TRECHO FORNECIDO:
Perguntaram-me porque decidi ler este livro, menti de novo, parece que está virando um hábito mentir por conta do partido, disse para alguns que era uma aposta perdida com outro escritor, que me obrigava a resenhá-lo. Novamente, sucumbi à pressão, desta vez não só a política, mas a contemporânea sócio-racional que me obriga a não gastar nem um minuto da minha vida com um amor sem futuro, a não ser, que seja em orgasmos. Agora, ao dar-me conta disto, lembrei-me de uma tese que ouvi: na verdade, as grandes questões políticas como guerras, renúncias e assassinatos de poderosos, no âmago, nunca foram provocadas pelas questões ideológicas que as pautavam, mas sim, por alguma briga de casal, alguma história que envolve isoladamente amor, sexo, ciúmes, ou todos estes elementos juntos.


Meu amor mês passado ganhou este livro, sabe Deus de quem, mas disse-me que foi da mãe, ele odeia o Lula, me perguntou o que eu achava da obra e do autor, balbuciei que queria saber o que Mainardi faria com os seus dias e carreira agora que pela segunda vez gritava aos quatro ventos que enterrou o Lula, dificilmente ele arrumará outro ícone que lhe permita se autopromover tanto. Disse isto com desdém, mas tinha me decidido a comprar, ler e produzir uma resenha maldita do livro, não deu certo.

MATERIAL EXIBIDO:

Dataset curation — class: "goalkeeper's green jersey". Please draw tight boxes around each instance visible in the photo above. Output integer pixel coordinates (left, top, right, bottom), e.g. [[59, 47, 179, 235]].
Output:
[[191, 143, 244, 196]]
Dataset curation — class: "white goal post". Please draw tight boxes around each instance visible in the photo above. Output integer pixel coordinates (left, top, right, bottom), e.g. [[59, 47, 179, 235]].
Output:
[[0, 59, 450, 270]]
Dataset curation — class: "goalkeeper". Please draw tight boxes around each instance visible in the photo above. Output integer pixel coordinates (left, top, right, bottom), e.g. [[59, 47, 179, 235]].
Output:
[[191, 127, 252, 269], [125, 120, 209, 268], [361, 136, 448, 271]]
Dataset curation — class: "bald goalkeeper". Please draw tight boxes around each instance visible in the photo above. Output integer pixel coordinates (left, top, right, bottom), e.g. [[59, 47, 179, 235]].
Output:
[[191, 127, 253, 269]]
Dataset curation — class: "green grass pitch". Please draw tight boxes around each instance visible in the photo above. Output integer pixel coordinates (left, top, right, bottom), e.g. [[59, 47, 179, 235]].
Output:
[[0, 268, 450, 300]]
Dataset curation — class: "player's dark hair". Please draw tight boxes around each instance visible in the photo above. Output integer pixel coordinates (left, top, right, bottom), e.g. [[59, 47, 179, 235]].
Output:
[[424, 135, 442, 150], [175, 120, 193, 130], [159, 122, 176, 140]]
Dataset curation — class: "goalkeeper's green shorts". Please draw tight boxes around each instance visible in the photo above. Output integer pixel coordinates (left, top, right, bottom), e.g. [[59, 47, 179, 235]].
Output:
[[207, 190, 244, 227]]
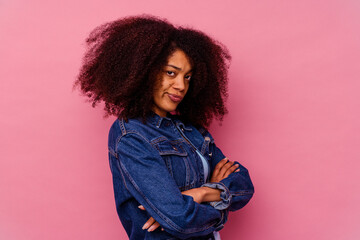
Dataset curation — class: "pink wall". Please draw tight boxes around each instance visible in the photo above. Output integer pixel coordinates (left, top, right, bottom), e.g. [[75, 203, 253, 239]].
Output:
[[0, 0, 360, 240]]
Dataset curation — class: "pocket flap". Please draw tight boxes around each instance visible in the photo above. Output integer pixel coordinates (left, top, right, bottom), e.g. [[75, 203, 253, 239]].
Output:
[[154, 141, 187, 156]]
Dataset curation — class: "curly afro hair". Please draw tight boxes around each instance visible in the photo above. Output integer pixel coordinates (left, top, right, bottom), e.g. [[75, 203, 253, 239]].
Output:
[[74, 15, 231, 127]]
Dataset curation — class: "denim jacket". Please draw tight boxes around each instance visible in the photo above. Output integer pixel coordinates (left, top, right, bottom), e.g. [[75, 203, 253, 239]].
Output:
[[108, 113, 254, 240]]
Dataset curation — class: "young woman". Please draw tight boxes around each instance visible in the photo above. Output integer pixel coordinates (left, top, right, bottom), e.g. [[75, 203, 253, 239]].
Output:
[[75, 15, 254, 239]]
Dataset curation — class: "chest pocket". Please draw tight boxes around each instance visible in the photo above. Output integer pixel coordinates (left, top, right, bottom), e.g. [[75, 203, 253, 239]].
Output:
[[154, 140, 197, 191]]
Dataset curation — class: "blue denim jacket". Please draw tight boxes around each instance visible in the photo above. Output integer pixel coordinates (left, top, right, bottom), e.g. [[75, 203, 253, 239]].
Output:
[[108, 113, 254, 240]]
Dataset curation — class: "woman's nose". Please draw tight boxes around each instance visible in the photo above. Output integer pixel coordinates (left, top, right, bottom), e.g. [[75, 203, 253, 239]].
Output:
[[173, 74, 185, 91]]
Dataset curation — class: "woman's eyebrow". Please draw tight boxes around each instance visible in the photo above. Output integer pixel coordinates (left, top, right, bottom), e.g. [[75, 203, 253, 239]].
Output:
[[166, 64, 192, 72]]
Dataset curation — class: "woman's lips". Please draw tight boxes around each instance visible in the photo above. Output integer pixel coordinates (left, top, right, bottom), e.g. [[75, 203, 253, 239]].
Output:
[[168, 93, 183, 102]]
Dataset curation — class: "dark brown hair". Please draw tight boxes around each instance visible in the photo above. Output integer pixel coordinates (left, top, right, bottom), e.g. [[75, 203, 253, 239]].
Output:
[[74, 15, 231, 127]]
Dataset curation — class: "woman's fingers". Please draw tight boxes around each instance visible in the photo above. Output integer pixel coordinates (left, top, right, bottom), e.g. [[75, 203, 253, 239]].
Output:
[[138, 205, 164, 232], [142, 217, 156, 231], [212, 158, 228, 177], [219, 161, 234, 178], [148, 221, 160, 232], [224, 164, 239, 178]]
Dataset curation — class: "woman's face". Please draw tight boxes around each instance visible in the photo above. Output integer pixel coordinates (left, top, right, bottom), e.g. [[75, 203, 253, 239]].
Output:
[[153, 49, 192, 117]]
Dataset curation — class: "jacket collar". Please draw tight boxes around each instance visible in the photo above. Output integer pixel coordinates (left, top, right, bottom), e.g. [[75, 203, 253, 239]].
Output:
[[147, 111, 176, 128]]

--

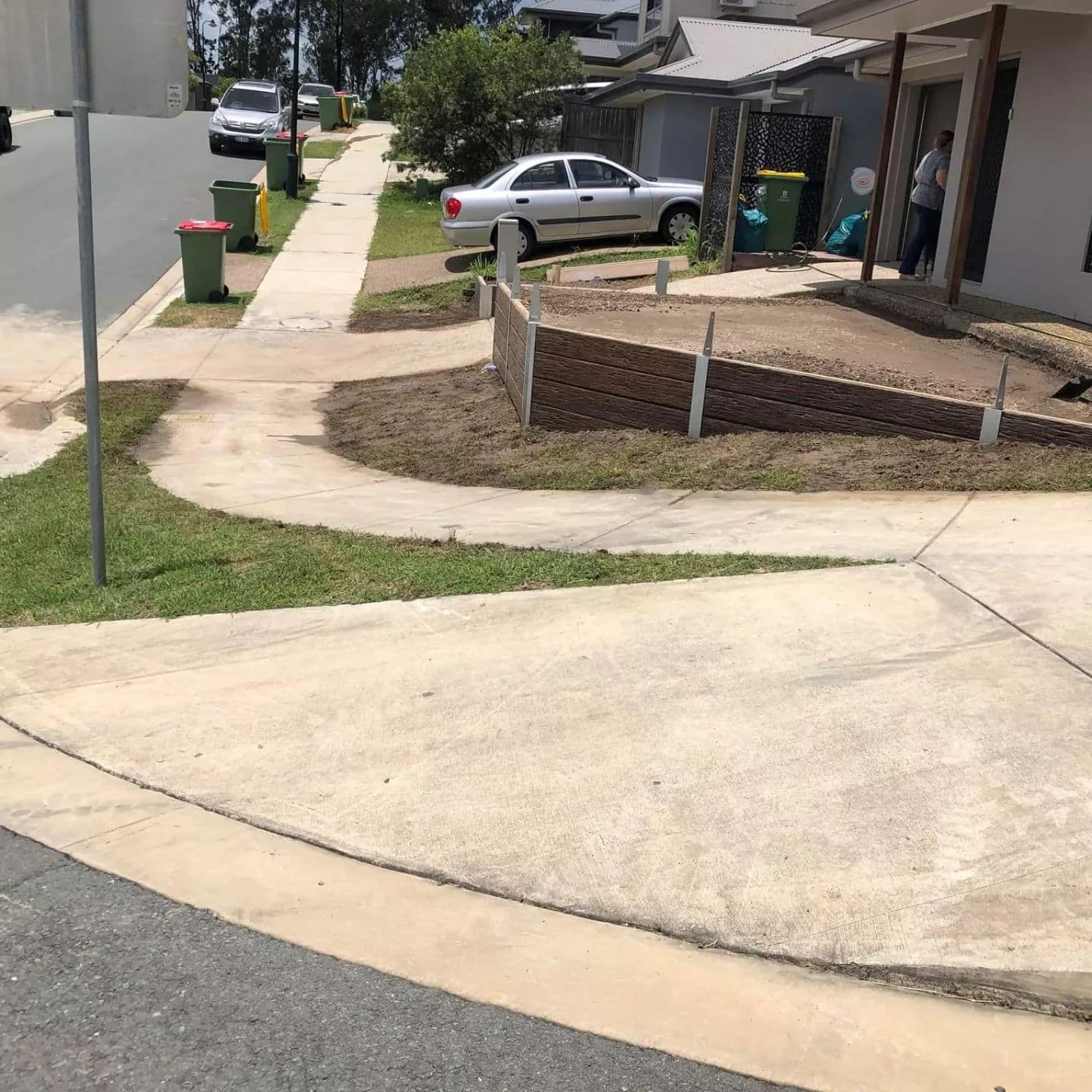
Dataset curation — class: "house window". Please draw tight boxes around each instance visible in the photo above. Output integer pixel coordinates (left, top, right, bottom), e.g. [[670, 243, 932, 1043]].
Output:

TAREFA DADA:
Indique se cada afirmação abaixo está de acordo com o trecho fornecido. Responda sim ou não e cite literalmente as palavras do trecho que decidem a questão.
1. Quem escreve ganhou o livro de presente.
2. A pessoa amada de quem escreve odeia o Lula.
3. A tese mencionada afirma que as grandes questões políticas foram provocadas pelas questões ideológicas que as pautavam.
O material não tem nenhuma relação com o trecho.

RESPOSTA COMPLETA:
1. Não: "Meu amor mês passado ganhou este livro".
2. Sim: "ele odeia o Lula".
3. Não: "nunca foram provocadas pelas questões ideológicas que as pautavam".